### The problem
Copy the material starting at the line that contains "Question. In the picture above, identify the front" and ending at the line that contains "[(18, 341)]", keeping every line in that span, and offset each coordinate by adding 133 to it.

### Record extracts
--- start ---
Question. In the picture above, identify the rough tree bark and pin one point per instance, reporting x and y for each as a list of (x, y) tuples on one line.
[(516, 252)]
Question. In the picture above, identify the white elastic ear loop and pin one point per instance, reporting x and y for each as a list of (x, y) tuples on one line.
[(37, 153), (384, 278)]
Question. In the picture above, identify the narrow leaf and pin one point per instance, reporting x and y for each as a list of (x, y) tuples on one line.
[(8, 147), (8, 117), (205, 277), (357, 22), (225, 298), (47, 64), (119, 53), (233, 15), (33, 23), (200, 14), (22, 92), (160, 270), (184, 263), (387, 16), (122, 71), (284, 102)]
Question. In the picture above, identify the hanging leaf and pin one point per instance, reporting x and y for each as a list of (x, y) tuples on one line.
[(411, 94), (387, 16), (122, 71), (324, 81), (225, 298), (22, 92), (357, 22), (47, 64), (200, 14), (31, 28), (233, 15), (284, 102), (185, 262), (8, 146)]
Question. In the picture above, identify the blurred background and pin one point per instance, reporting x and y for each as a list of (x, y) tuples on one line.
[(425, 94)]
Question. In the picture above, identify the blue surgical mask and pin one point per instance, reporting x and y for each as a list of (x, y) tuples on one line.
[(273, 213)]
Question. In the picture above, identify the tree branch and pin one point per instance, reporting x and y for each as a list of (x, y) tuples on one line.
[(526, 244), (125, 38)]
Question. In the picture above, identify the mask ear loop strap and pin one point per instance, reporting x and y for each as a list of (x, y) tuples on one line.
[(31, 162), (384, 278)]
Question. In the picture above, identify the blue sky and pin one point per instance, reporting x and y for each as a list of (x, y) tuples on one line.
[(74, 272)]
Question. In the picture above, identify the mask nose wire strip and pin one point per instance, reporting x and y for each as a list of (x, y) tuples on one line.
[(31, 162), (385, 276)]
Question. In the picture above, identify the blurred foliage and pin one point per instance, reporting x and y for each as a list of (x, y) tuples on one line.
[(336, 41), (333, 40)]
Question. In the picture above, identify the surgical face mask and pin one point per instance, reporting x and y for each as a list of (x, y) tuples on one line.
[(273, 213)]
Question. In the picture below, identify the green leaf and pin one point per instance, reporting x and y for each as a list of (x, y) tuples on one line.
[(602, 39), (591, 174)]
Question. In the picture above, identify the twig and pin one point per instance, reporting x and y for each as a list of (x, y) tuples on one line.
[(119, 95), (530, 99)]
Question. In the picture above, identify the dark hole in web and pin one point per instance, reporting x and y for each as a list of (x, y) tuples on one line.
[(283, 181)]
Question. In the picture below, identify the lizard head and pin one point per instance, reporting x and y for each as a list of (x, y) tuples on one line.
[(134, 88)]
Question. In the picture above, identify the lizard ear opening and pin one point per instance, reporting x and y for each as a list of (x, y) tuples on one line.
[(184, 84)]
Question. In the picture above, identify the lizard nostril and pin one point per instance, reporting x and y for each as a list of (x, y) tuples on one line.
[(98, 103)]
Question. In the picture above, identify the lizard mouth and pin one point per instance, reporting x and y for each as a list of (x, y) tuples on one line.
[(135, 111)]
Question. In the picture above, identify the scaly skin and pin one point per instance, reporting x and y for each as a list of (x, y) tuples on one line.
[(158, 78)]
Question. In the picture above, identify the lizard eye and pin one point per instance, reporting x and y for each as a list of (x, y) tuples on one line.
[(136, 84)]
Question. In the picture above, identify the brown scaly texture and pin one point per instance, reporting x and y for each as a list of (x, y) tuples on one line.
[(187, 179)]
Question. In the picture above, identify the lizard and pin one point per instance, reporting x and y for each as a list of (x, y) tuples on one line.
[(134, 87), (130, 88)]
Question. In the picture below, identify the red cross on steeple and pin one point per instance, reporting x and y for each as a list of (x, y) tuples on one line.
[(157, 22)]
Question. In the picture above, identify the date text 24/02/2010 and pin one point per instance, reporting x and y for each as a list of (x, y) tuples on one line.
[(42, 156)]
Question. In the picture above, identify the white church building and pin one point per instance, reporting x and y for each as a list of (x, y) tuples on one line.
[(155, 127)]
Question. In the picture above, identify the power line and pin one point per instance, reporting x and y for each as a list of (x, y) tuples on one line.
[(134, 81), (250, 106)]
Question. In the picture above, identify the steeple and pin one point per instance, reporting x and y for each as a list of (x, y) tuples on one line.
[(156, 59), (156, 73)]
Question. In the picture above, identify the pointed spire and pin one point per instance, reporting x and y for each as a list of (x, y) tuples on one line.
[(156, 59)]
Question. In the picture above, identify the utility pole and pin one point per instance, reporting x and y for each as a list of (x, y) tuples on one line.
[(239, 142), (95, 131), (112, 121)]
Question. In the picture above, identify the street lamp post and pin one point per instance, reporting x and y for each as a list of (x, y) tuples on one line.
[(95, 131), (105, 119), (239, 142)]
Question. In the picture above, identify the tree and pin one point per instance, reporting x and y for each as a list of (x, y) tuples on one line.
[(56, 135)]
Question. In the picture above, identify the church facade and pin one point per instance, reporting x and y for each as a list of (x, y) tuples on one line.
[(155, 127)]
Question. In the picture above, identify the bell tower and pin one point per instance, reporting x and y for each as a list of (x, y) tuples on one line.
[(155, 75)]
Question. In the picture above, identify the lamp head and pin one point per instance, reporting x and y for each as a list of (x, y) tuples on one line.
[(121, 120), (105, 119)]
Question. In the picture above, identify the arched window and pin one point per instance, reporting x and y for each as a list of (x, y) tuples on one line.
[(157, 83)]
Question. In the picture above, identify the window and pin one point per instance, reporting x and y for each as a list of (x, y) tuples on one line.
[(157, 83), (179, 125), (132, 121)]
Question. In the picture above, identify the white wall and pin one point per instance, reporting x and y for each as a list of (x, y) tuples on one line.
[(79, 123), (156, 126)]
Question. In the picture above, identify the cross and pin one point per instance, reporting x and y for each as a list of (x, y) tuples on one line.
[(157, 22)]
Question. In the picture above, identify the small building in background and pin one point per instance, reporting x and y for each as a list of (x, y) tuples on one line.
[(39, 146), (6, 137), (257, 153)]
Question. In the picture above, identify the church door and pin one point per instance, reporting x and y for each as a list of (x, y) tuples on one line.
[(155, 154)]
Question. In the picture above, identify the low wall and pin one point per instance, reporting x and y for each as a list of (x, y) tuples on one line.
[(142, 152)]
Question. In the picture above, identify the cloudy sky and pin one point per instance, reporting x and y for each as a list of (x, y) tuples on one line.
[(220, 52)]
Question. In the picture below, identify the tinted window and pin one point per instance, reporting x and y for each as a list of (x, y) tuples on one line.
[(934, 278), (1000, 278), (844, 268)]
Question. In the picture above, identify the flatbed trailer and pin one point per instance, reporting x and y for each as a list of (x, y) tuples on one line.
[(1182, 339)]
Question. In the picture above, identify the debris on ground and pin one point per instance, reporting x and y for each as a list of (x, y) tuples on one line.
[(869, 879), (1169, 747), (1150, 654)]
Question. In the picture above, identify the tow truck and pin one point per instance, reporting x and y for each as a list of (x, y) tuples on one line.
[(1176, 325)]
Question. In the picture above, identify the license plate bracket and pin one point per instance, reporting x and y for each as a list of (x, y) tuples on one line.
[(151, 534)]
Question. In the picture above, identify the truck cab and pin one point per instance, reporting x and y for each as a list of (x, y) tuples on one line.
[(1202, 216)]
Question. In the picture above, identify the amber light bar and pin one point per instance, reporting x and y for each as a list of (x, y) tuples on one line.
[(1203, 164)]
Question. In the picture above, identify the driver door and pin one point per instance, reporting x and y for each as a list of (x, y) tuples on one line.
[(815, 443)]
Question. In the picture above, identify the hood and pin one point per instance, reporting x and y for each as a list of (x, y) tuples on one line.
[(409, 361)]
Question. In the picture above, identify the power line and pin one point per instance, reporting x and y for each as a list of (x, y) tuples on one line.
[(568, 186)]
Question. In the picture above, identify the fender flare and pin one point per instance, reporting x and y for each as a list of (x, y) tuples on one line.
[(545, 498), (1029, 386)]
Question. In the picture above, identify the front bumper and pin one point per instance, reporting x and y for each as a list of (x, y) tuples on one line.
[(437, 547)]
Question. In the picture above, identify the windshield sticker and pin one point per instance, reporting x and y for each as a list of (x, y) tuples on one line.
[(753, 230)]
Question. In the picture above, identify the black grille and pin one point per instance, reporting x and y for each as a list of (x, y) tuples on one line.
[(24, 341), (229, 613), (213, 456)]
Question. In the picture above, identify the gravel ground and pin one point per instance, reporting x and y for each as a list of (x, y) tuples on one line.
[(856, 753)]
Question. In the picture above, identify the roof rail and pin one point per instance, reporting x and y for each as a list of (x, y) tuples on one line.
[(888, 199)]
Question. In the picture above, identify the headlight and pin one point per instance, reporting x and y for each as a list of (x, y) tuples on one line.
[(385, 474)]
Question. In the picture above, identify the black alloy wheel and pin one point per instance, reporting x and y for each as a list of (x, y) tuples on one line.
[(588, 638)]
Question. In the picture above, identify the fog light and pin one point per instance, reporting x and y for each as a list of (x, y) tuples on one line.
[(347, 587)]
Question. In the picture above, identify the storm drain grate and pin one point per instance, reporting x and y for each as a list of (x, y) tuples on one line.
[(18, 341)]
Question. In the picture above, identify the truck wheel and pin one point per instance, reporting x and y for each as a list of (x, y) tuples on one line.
--- end ---
### Exercise output
Question. In the picture above, identify the front bumper and pin one point per instance, reporting x and y for each as a list of (x, y) tuples on one line.
[(570, 680)]
Question. In the picture above, identify the windshield sticker and pin one point per instance, reporting x and y for each as a list of (x, y) tuples on one line.
[(886, 363)]
Question. In the picture above, identify the black grille and pin one point per instance, reporting x and y for each as a list of (x, y) tuples on one line.
[(157, 474), (362, 746), (346, 589)]
Question. In the picture above, identify the gravel ground and pin one point per instance, reporting x and y for each as a list of (x, y) tuples on one line.
[(989, 886)]
Question. In the picture above, identify the roof rail and pin one point per instance, reporting x and y for each as a list of (x, y) tuples on one line.
[(1021, 332)]
Question. In the picture above, identify the headlight and pin one point per instance, reporting x and y for each as a list of (x, y) tuples on one line.
[(518, 607)]
Question. In the picture above, identify the black alloy wheel and pin one point per instance, reporting x and y for each as a list of (x, y) tuples on one line.
[(721, 771)]
Question. In the picture above, identify the fog light and pin one point per instance, reporting x and y for each as a list of (x, y) tuples on one line.
[(480, 720)]
Question. In the picture above, identify the storm drain grate and pin one point per instance, reporting x and y for each as a list of (x, y) tuples on one line.
[(151, 474)]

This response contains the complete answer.